(DOCUMENT):
######
The other list is your “be backs”. You know them. You thought you had the
order. You had your pen and clipboard in hand when all of a sudden they ran out of
your booth mumbling something about (a) needing a lunch break, (b) being late
for an appointment, (c) conferring with another buyer, (d) reviewing your
literature that evening or (e) none of the above. I’d include in this list those
business card prospects who appeared genuinely interested, but somewhat
noncommittal. Your orientation here is to assure them that you are interested in
doing business with them, and to resolve any lingering doubts they might have.

a word about exclusivity

We have all had to face this many, many times. And you will see a lot of it if you are new
to the wholesale trade show circuit. Be prepared. It seems as if buyers want an exclusive
relationship with you for everything east of the Mississippi River in return for taking on
your minimum opening order. You, on the other hand, would be just as happy selling both
sides of the same street. If nothing else, competition in your line has a tendency to stabilize
the retail price somewhat close to keystone, thereby assuring a faster turnover and, hence,
more profits to you. Too much competition in the same trading area, however, and your
craft widgets start taking on the look of a commodity item.
######
[Entries for contour labeling]

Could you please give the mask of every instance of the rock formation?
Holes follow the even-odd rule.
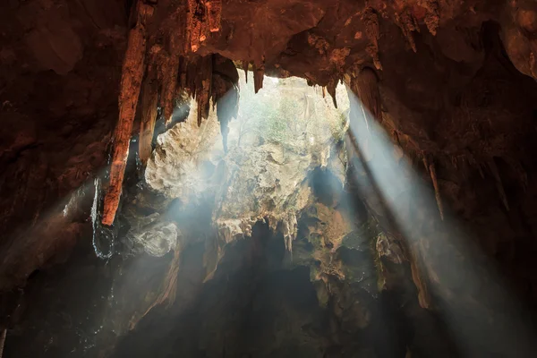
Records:
[[[533,356],[533,2],[0,20],[4,356]]]

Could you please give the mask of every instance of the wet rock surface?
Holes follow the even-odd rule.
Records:
[[[521,325],[534,327],[536,307],[536,12],[3,2],[4,356],[532,356]],[[240,116],[256,113],[239,93],[262,107],[264,74],[336,94],[362,133],[380,125],[389,156],[357,133],[359,155],[324,145],[329,121],[308,96],[286,108],[294,127],[265,110],[250,124],[266,138],[249,132]],[[363,107],[345,110],[340,81]],[[313,144],[302,136],[323,128]],[[389,183],[382,200],[370,175],[387,157],[398,175],[377,178]],[[100,224],[107,192],[112,228]]]

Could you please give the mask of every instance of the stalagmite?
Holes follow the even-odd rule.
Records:
[[[259,66],[253,64],[253,88],[255,93],[259,92],[263,88],[263,78],[265,77],[265,64],[261,64]]]
[[[105,196],[103,208],[102,223],[108,226],[114,223],[121,197],[123,179],[129,155],[132,123],[134,122],[143,78],[147,35],[145,24],[148,18],[152,15],[153,8],[139,0],[136,11],[138,21],[136,26],[129,32],[127,51],[123,64],[119,93],[119,120],[114,132],[110,183]]]
[[[430,178],[432,179],[432,186],[434,187],[434,197],[437,200],[437,205],[439,206],[440,218],[443,221],[444,220],[444,206],[442,205],[442,197],[440,196],[440,190],[439,188],[439,182],[438,182],[437,175],[436,175],[436,168],[434,166],[434,163],[430,163],[429,165],[429,173],[430,174]]]
[[[496,166],[496,163],[494,163],[494,159],[490,158],[487,159],[487,165],[489,166],[489,169],[494,177],[494,181],[496,182],[496,189],[498,190],[498,193],[499,194],[499,198],[501,199],[501,202],[504,204],[504,207],[507,211],[509,211],[509,203],[507,201],[507,196],[506,195],[506,192],[503,188],[503,183],[501,183],[501,178],[499,177],[499,173],[498,173],[498,166]]]

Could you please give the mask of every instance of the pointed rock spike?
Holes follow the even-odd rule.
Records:
[[[127,51],[123,64],[119,92],[119,119],[114,131],[114,151],[110,167],[110,183],[105,195],[102,223],[111,226],[119,206],[123,180],[129,155],[132,124],[136,115],[138,98],[144,72],[146,52],[147,18],[152,14],[152,7],[139,0],[136,6],[138,21],[129,31]]]
[[[496,163],[494,162],[494,158],[489,158],[487,159],[487,165],[489,166],[489,169],[494,177],[494,181],[496,182],[496,189],[498,190],[498,193],[499,194],[499,198],[507,211],[509,211],[509,203],[507,201],[507,196],[506,195],[506,192],[503,188],[503,183],[501,183],[501,178],[499,176],[499,173],[498,172],[498,166],[496,166]]]
[[[255,93],[259,92],[263,88],[263,79],[265,78],[265,64],[261,64],[257,66],[253,64],[253,88]]]
[[[436,175],[436,168],[434,163],[429,165],[429,172],[430,173],[430,178],[432,179],[432,186],[434,187],[434,197],[439,207],[439,212],[440,213],[440,218],[444,221],[444,206],[442,204],[442,197],[440,196],[440,190],[439,187],[439,182]]]
[[[141,97],[141,121],[140,123],[139,154],[142,165],[146,165],[151,156],[151,142],[157,120],[158,91],[157,81],[146,77]]]
[[[243,70],[244,70],[244,78],[246,79],[246,83],[248,83],[248,67],[250,66],[250,63],[248,61],[243,61]]]

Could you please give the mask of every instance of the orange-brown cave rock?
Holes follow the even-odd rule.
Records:
[[[0,2],[0,357],[534,356],[536,31],[532,0]]]

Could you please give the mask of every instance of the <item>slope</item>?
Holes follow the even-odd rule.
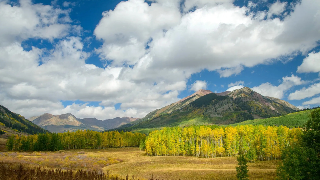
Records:
[[[77,118],[70,113],[58,115],[44,113],[33,119],[32,122],[52,132],[74,131],[78,129],[88,129],[100,131],[116,128],[140,118],[123,117],[100,120],[93,118]]]
[[[13,129],[10,127],[0,125],[0,129],[4,132],[4,134],[0,135],[0,151],[5,149],[5,143],[9,137],[12,135],[18,135],[19,136],[27,136],[30,134],[19,132],[16,129]]]
[[[247,87],[220,94],[225,95],[209,93],[198,97],[199,94],[160,109],[165,109],[160,113],[156,110],[140,121],[117,129],[137,131],[165,126],[229,124],[284,115],[299,109],[284,101],[263,96]],[[172,108],[179,103],[182,105]]]
[[[241,123],[234,124],[232,126],[238,125],[263,125],[264,126],[284,126],[289,128],[304,127],[310,117],[313,110],[308,110],[290,113],[279,117],[273,117],[265,119],[256,119],[248,120]]]
[[[18,132],[34,134],[48,132],[28,120],[24,117],[11,112],[1,105],[0,123],[2,123],[1,125]]]

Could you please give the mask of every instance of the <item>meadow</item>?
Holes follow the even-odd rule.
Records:
[[[0,152],[0,161],[21,163],[63,170],[95,169],[110,176],[135,179],[236,180],[236,157],[201,158],[150,156],[137,148],[57,152]],[[273,179],[278,161],[248,163],[250,179]]]

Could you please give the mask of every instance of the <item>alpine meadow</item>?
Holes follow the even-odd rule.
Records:
[[[0,180],[320,179],[319,10],[0,0]]]

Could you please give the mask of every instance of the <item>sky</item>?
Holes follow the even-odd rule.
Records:
[[[0,0],[0,104],[142,118],[201,89],[320,105],[320,1]]]

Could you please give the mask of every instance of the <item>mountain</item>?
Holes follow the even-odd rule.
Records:
[[[45,113],[38,117],[32,117],[29,119],[32,120],[32,122],[51,132],[63,132],[78,129],[100,131],[116,128],[139,119],[132,117],[123,117],[100,120],[94,118],[78,119],[70,113],[58,115]]]
[[[29,134],[48,132],[22,116],[13,112],[0,105],[0,125],[7,127],[15,131]]]
[[[116,129],[131,131],[193,124],[229,124],[278,116],[299,109],[287,102],[264,96],[247,87],[220,93],[202,89]]]
[[[282,125],[289,128],[302,127],[305,127],[307,122],[310,118],[311,112],[313,110],[314,110],[313,109],[310,109],[292,112],[279,117],[248,120],[232,125],[237,126],[251,124],[277,126]]]

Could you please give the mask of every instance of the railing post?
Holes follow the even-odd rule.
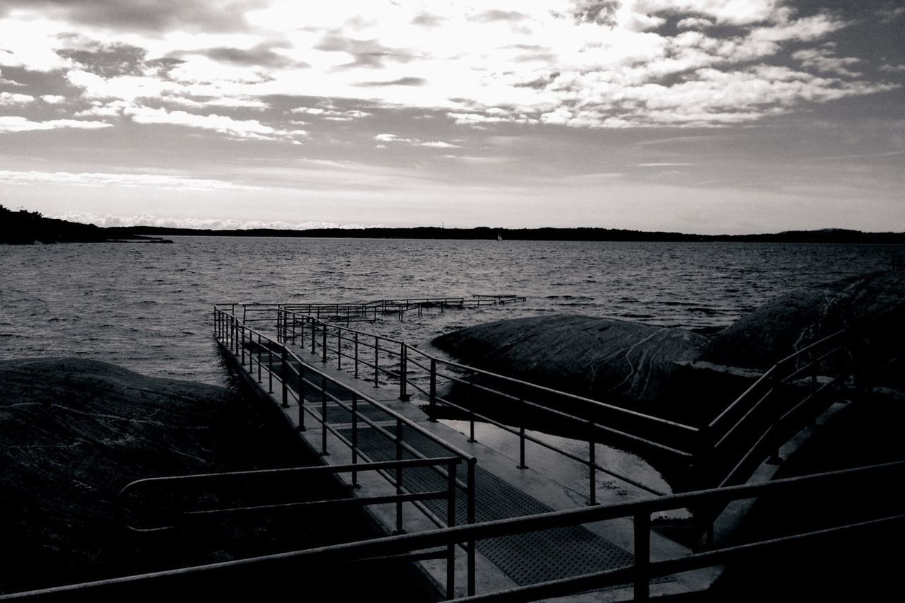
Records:
[[[267,393],[273,393],[273,348],[267,346]]]
[[[327,377],[320,377],[320,455],[328,456],[327,452]]]
[[[355,331],[355,378],[358,378],[358,331]]]
[[[436,423],[436,404],[437,404],[437,361],[434,359],[431,359],[431,406],[430,416],[431,422]]]
[[[647,601],[651,598],[648,567],[651,564],[651,512],[634,514],[634,600]]]
[[[475,388],[474,388],[474,371],[473,370],[472,371],[471,375],[469,376],[468,384],[469,384],[469,389],[468,389],[468,391],[469,391],[469,394],[470,394],[469,397],[471,397],[471,400],[469,401],[469,404],[468,404],[468,441],[469,442],[476,442],[477,440],[474,439],[474,404],[475,404],[474,391],[475,391]]]
[[[377,372],[378,372],[377,368],[380,366],[380,363],[378,361],[379,358],[380,358],[380,340],[375,337],[374,338],[374,387],[375,388],[380,387],[380,381],[377,378]]]
[[[289,378],[289,369],[286,367],[287,352],[285,346],[280,351],[280,377],[282,383],[282,407],[289,407],[289,387],[286,379]]]
[[[468,459],[468,515],[469,524],[474,523],[474,465],[478,459],[472,457]],[[468,596],[474,595],[474,539],[470,540],[465,546],[465,553],[468,558]]]
[[[455,474],[458,463],[450,461],[446,465],[446,525],[455,525]],[[446,545],[446,598],[455,597],[455,544]]]
[[[597,444],[594,441],[594,421],[587,422],[588,506],[597,504]]]
[[[321,334],[321,338],[320,338],[321,339],[320,344],[321,344],[321,347],[323,348],[323,355],[322,355],[320,360],[324,364],[327,364],[327,323],[325,322],[323,326],[324,326],[324,331]]]
[[[299,363],[299,431],[305,427],[305,365]]]
[[[402,419],[396,418],[396,460],[402,460]],[[402,467],[396,466],[396,495],[402,494]],[[402,529],[402,501],[396,501],[396,534],[405,531]]]
[[[408,402],[408,349],[405,343],[399,344],[399,399]]]
[[[245,366],[245,325],[242,325],[242,330],[239,331],[239,349],[242,353],[242,357],[239,359],[239,366],[244,368]]]
[[[519,426],[519,469],[528,469],[525,464],[525,398],[519,398],[521,407],[521,425]]]
[[[352,394],[352,464],[358,463],[358,396]],[[358,472],[352,470],[352,487],[358,487]]]
[[[252,363],[249,362],[248,366],[251,367]],[[258,333],[258,383],[261,383],[261,333]]]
######
(INSTRUCTION A): In the trade show passage, list the five options, marked (a) through (e), that the "be backs" mumble about as they leave the booth.
(INSTRUCTION B): How many lines of the rows contain the word "meadow"? Give only the number.
The trade show passage and the rows have no connection to each other.

(RESULT A):
(a) needing a lunch break
(b) being late for an appointment
(c) conferring with another buyer
(d) reviewing your literature that evening
(e) none of the above

(RESULT B): 2